**Problem requirements**
Repeat the material exactly, leaving nothing out.

**Data shown**

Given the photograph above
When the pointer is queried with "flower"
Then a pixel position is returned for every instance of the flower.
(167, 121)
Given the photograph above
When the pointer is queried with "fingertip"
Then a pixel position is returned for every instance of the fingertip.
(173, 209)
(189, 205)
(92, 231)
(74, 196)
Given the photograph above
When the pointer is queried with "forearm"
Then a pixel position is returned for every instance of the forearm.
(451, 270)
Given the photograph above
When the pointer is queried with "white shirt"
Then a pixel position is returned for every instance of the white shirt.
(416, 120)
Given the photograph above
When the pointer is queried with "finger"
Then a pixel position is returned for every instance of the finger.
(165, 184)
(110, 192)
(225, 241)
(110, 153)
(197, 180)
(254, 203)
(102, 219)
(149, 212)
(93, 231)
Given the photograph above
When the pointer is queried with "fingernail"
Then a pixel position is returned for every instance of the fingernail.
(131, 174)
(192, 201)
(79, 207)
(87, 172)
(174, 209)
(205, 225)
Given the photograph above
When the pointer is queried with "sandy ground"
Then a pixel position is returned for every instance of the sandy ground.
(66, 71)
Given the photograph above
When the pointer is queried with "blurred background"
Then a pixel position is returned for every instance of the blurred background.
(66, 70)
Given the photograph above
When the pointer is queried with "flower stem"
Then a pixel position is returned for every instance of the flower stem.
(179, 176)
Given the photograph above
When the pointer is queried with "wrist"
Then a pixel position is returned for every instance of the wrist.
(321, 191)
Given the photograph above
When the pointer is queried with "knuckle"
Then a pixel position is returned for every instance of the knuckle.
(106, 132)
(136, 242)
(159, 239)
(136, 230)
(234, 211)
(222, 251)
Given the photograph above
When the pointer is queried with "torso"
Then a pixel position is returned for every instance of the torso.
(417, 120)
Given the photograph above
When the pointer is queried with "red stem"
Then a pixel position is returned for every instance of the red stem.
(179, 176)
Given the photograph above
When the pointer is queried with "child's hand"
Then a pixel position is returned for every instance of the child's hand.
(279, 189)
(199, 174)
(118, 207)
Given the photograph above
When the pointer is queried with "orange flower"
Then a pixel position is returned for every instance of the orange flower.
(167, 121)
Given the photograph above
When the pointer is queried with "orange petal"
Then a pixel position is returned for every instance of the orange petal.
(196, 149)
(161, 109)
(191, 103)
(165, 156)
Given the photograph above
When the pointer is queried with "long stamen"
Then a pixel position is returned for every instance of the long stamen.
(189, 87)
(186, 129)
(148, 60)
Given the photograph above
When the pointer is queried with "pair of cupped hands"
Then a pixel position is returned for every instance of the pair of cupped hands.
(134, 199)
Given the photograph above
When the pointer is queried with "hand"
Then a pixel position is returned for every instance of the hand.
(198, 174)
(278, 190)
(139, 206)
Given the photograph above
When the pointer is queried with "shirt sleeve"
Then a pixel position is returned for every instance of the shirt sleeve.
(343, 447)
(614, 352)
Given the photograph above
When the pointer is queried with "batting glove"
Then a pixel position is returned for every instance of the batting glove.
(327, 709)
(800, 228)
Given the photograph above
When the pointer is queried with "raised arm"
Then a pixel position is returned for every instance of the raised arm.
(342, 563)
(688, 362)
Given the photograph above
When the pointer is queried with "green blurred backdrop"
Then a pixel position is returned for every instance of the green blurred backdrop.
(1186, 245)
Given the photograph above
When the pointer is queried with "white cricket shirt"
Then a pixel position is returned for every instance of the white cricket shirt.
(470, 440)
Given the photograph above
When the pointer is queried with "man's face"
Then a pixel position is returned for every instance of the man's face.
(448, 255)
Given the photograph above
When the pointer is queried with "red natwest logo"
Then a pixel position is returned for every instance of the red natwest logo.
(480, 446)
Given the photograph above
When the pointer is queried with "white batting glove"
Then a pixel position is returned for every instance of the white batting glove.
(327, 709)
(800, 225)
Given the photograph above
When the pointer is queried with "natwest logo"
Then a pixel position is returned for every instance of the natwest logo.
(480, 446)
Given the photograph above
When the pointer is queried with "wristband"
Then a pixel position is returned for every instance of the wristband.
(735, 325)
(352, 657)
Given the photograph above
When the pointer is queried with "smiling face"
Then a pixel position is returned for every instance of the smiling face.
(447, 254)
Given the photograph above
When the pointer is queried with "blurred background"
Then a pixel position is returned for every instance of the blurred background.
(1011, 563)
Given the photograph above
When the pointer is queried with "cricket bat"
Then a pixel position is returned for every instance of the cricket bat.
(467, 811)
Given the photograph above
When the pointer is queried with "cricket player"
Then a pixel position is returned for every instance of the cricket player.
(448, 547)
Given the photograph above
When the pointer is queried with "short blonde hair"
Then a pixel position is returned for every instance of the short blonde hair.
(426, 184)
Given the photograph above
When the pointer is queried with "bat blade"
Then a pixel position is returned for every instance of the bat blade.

**Solution to the problem**
Given the photograph above
When the pointer is queried with "flower"
Then a pixel position is returned for every instance of the flower.
(167, 121)
Given the photograph above
When the pointer is queried with "fingertip"
Then a pixel position is returned for every instance of the fingertip.
(173, 209)
(189, 205)
(92, 231)
(74, 196)
Given the photograph above
When the pointer is queried with "forearm"
Then a pixel position is returned for every instance of the forearm.
(451, 270)
Given the photograph above
When the pointer is queried with "white shirt"
Then a pixel position is returned for every instance of the white shirt.
(416, 120)
Given the photograph above
When the pointer is queried with "finger"
Then a pixel position is returned for every instance of the finger.
(165, 184)
(110, 192)
(225, 241)
(110, 153)
(197, 180)
(254, 203)
(102, 219)
(149, 212)
(93, 231)
Given the photograph above
When the pointer is queried with "fingernail"
Then a pixel position is returned for every instance of the fingernail.
(131, 174)
(192, 201)
(79, 207)
(87, 172)
(174, 209)
(205, 225)
Given the photograph above
When the pointer is queried with "sandy ground"
Then a pixel position is returned for every instance of the sandy ground.
(66, 71)
Given the photograph above
When the pointer is queried with "blurred background"
Then a pixel position is returned for every instance of the blurred background.
(66, 70)
Given the photograph above
When the pointer is queried with "flower stem"
Then a pixel position is returned for every instance of the flower stem.
(179, 176)
Given the photograph above
When the pointer is queried with "wrist"
Then a pixel position is returned for every instance of the wrist.
(321, 191)
Given the photograph above
When the pointer is queried with "knuckle"
Then a pixel position is returned for every instance of the knuckle.
(106, 132)
(136, 242)
(159, 239)
(136, 230)
(234, 211)
(222, 251)
Given the photograph above
When the pointer is queried with "torso"
Then a pixel position is returned for every instance of the torso.
(417, 120)
Given the photograph above
When the pointer is queried with "red stem"
Then a pixel position is returned for every instance of the red stem.
(179, 176)
Given the photograph above
When the pointer is queried with "child's hand"
Then a pixel position is returned for every instance of the child's hand.
(279, 189)
(199, 174)
(118, 207)
Given the photograph above
When the pointer is queried with "orange flower"
Then a pixel position is returned for every instance of the orange flower.
(167, 121)
Given the photograph above
When the pointer is queried with "orange petal"
Then a pixel position is returned for every instance of the orange petal.
(196, 149)
(161, 109)
(191, 103)
(165, 156)
Given the photograph above
When the pointer is queried with "long stamen"
Then a pixel position is returned for every instance of the long stamen.
(189, 87)
(186, 129)
(148, 60)
Given the photograph above
When the pointer is queried with "pair of cupped hands"
Then a pixel position is returned for every instance of the pair of cupped hands.
(134, 199)
Given the photograph above
When the pointer is queried with "hand"
Then a pixel position is returned for every instance of the hand.
(198, 174)
(278, 190)
(139, 206)
Given the photograph above
When the pointer is queried with "shirt sleeve"
Then a pixel position is returned for every instance of the shirt sleeve.
(343, 447)
(614, 352)
Given the photograph above
When the pointer is queried with "batting glove"
Then a pixel position is returned for every instance of the batting glove.
(327, 709)
(800, 228)
Given the photograph above
When the pointer is queried with "raised arm"
Then a pixel position is returned for every instance of the raised arm.
(342, 563)
(688, 362)
Given the photograph above
When the pointer is queried with "green blurred backdrop"
Then a pixel position is returned for every instance of the green blurred backdrop.
(1186, 245)
Given the photograph above
When the pointer is queried with "white cricket shirt"
Then a pixel position is returned for every instance of the white cricket shirt.
(470, 440)
Given the photograph above
When the pointer is queried with "man's face"
Then a pixel position is returned for every instance of the man's face.
(448, 255)
Given the photograph above
When the pointer is queried with "red natwest logo"
Then a pixel position is returned for every instance of the red natwest logo.
(480, 446)
Given the photograph above
When the pointer is queried with "white batting glove"
Then a pixel position is returned for every instance of the white batting glove.
(327, 709)
(800, 225)
Given the photograph above
When the pointer is queried with "natwest logo"
Then a pixel position is returned for every instance of the natwest logo.
(480, 446)
Given the photograph above
When the pointer is queried with "wristband"
Then a pixel position is returned for every instance of the wristband.
(735, 325)
(352, 657)
Given the photograph above
When the pointer is queried with "smiling face"
Then a pixel position is returned for every instance of the smiling face.
(447, 254)
Given the photograph above
When the pointer is queried with "blurred background"
Then a pixel position is returned for every instance of the blurred background.
(1011, 563)
Given the photograph above
When the pointer is queried with "cricket bat"
Then a pixel position is returned for every instance of the cricket bat.
(467, 811)
Given the photograph above
When the pointer is queried with "cricket player"
Then a pixel position is returned for every instance of the cricket player.
(448, 547)
Given the photograph above
When the pointer is queried with "short blonde hair"
Then a pixel position is returned for every instance of the short blonde hair.
(426, 184)
Given the photograph above
When the pointer is queried with "bat blade"
Then a pixel position is returned for every instance of the bat blade.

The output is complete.